= Исходный отрывок =
----

Тяжкая работа ссутулила отца. Приходил он домой усталый, умывался и садился к столу. Помню его темные, словно отлитые из чугуна руки. Сильные, крепкие, они очень многое умели. Мне кажется, именно с ними связаны мои первые представления о труде. Именно они соединялись в моем представлении с добротой, справедливостью, честностью. Такие руки не могли обманывать, не могли работать плохо, потому что были руками рабочего человека. «Каково дело рук твоих – такова и честь», – говорил отец. Мне запомнились эти слова, хотя смысл их стал понятен значительно позже. Всякую работу, приносящую пользу людям, надо делать честно, на совесть, чтобы за нее не было стыдно ни перед самим собой, ни перед народом. В этом – рабочая честь. А она очень дорога человеку. Потерять ее – значит потерять себя.

Многих замечательных тружеников я знал в своей жизни. Всех этих очень разных людей делает похожими их жизненная позиция, которая когда-то впервые для меня была сформулирована отцом: каково дело рук твоих – такова и честь. Прекрасная, правильная позиция!

И я глубоко счастлив, что на протяжении более шести десятилетий я видел рядом с собой, ощущал надежные плечи именно таких людей. Все они близки и дороги мне. Но особенно, и, думаю, это понятно, первый мой наставник и пример – отец.

Вообще отец был малоразговорчивым, к слову относился бережно. Образования у него не было никакого, но он умел по-своему ясно и определенно выразить суть вещей. Многое мог он понять и простить, но совершенно не терпел лжи. Больше всего отец уважал в людях трудолюбие, своих детей к труду приучал сызмальства.

Я стал работать сразу же после окончания приходского училища в июне 1919 года курьером в губернском лесном комитете. Правда, и учебу не бросал, поступил на вечерние общеобразовательные курсы.

----

= Задания =
- 1) Перепишите слово в слово часть отрывка об отце: от слов "Вообще отец был" до слов "вечерние общеобразовательные курсы." включительно.
- 2) Ответьте по отрывку об отце на вопросы:
(а) Какие слова говорил отец о деле рук человека?
(б) Чего отец совершенно не терпел?
(в) Кем и где автор начал работать в июне 1919 года?

= Выдержки из списка =
----

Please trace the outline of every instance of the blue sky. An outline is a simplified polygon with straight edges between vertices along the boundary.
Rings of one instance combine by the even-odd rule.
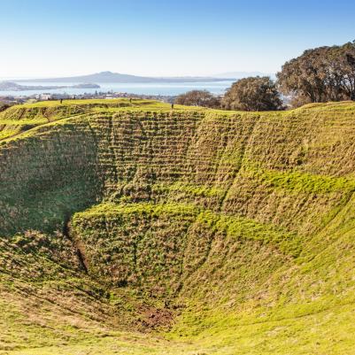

----

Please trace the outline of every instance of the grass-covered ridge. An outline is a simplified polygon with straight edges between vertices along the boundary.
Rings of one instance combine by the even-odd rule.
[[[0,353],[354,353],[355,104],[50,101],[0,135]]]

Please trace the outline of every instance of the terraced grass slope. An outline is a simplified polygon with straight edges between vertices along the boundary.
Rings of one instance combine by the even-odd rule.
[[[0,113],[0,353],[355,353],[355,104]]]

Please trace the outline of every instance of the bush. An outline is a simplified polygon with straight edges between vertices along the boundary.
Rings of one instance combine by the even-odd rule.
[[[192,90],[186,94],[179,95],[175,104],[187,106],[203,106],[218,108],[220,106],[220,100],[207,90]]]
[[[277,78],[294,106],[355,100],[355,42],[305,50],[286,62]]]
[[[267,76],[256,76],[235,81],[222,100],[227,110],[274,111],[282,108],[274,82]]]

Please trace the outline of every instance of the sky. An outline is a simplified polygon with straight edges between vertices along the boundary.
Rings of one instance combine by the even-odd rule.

----

= Ответы к заданиям =
- 1)
Вообще отец был малоразговорчивым, к слову относился бережно. Образования у него не было никакого, но он умел по-своему ясно и определенно выразить суть вещей. Многое мог он понять и простить, но совершенно не терпел лжи. Больше всего отец уважал в людях трудолюбие, своих детей к труду приучал сызмальства.

Я стал работать сразу же после окончания приходского училища в июне 1919 года курьером в губернском лесном комитете. Правда, и учебу не бросал, поступил на вечерние общеобразовательные курсы.

- 2)
(а) «Каково дело рук твоих – такова и честь».
(б) Лжи.
(в) Курьером в губернском лесном комитете.